#### Texto selecionado:
---------------

Ana Sofia Bagulho1,3, José Moreira1,3, Rita Costa1,3, Nuno Pinheiro1,3, Conceição Gomes1, Ana Sofia Almeida1,3, Armindo Costa1, José Coutinho1,3, José Dôres2, Natividade Costa2, Manuel Patanita2,3, Benvindo Maçãs1,3
1 – INIAV – Instituto Nacional de Investigação Agrária e Veterinária, Polo de Elvas
2- I.P. Beja/ESA – Instituto Politécnico de Beja, Escola Superior Agrária, Departamento de Biociências
3 – GeoBioTec – Universidade Nova de Lisboa, Campus da Caparica
O trigo duro é uma cultura com grande importância em toda a bacia mediterrânica, concentrando-se nesta região grande parte da produção mundial desta espécie. A especificidade ambiental do clima mediterrânico condiciona muito a produtividade e os parâmetros de qualidade, com enormes flutuações quer anuais intra e interanuais. Para além do ajustamento dos itinerários técnicos a este padrão ambiental, o melhoramento genético tem contribuído para a obtenção de variedades mais adaptadas, mas não conseguiu, ainda, colmatar a enorme influência da expressão genótipo x ambiente nos ambientes mediterrânicos.
Enquadramento
A qualidade do trigo duro para o fabrico de sêmolas e massas alimentícias é, tendencialmente, favorecida pelo clima moderadamente seco, com temperaturas e número de horas de sol elevadas durante o período de enchimento do grão, típico do sul de Portugal.
A qualidade do trigo duro reflete requisitos de toda a cadeia de valor. É definida em função de parâmetros tecnológicos determinados ao nível do grão, que se relacionam com o rendimento em sêmolas (massa do hectolitro, vitreosidade, teor de cinzas), processamento (teor proteico, teor e qualidade do glúten) e características requeridas ao nível do produto final (coloração, integridade, ausência de defeitos). Alguns destes parâmetros são considerados características essenciais para a sua transformação tecnológica, pelo que se usam na comercialização como especificações (Tabela 1). O teor proteico e a vitreosidade são os mais discriminantes entre as várias classes tecnológicas de trigo.

---------------

#### Excertos de dados:
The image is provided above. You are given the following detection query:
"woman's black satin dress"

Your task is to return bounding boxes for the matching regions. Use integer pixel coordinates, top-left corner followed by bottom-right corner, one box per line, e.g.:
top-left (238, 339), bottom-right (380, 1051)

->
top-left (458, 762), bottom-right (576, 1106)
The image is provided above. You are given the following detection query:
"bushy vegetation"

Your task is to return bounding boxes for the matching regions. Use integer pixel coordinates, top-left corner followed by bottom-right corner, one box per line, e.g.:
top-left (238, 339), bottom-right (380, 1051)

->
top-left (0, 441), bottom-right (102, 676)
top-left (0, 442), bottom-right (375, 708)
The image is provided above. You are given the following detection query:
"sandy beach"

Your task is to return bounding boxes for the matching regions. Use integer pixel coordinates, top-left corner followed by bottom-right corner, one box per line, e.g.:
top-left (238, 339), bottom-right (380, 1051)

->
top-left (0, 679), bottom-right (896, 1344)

---------------

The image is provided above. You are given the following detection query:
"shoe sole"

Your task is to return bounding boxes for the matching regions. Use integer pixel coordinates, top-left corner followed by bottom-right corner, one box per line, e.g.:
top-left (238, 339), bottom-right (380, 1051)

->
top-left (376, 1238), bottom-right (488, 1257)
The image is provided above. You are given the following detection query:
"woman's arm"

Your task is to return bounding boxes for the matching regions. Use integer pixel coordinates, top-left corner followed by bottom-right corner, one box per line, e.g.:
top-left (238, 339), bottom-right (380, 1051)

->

---------------

#### Instruções:
A - Responda às perguntas com base no texto sobre o trigo duro.
(i) Em que região se concentra grande parte da produção mundial de trigo duro?
(ii) Que clima tende a favorecer a qualidade do trigo duro para o fabrico de sêmolas e massas alimentícias?
(iii) Quais são os dois parâmetros mais discriminantes entre as várias classes tecnológicas de trigo?
B - Prossiga o texto sobre a qualidade do trigo duro a partir da última frase apresentada.

#### Respostas por tarefa:
A -
(i) Na bacia mediterrânica.
(ii) O clima moderadamente seco, com temperaturas e número de horas de sol elevados durante o período de enchimento do grão, típico do sul de Portugal.
(iii) O teor proteico e a vitreosidade.

B -
Tabela 1: Especificações utilizadas na definição das duas classes de trigo-duro comercialmente consideradas em Portugal.
Apesar do determinismo genético associado aos parâmetros de qualidade do trigo duro, existe uma enorme influência ambiental que, anualmente, condiciona a qualidade de cada campanha. O principal problema é a instabilidade e irregularidade interanual do clima mediterrânico, com episódios de stresses abióticos de duração, frequência e intensidade variáveis e que condicionam, fortemente, a produção e a qualidade. Para além disso, a fertilização também é fundamental para a expressão do potencial genético de cada variedade, já que o azoto afeta o desenvolvimento da planta e a acumulação de proteínas no grão que, de forma direta ou indireta, influencia outros parâmetros, como a vitreosidade do grão, o teor e a qualidade do glúten.
Ensaios Experimentais
Durante dois anos agrícolas 2018/19 e 2019/20, instalaram-se nos campos experimentais do INIAV-Elvas (Figura 1) e I.P. Beja, ensaios em blocos casualizados com três repetições, com uma densidade de sementeira de 400 grãos viáveis/m2 e dois fatores em estudo: variedade e fertilização.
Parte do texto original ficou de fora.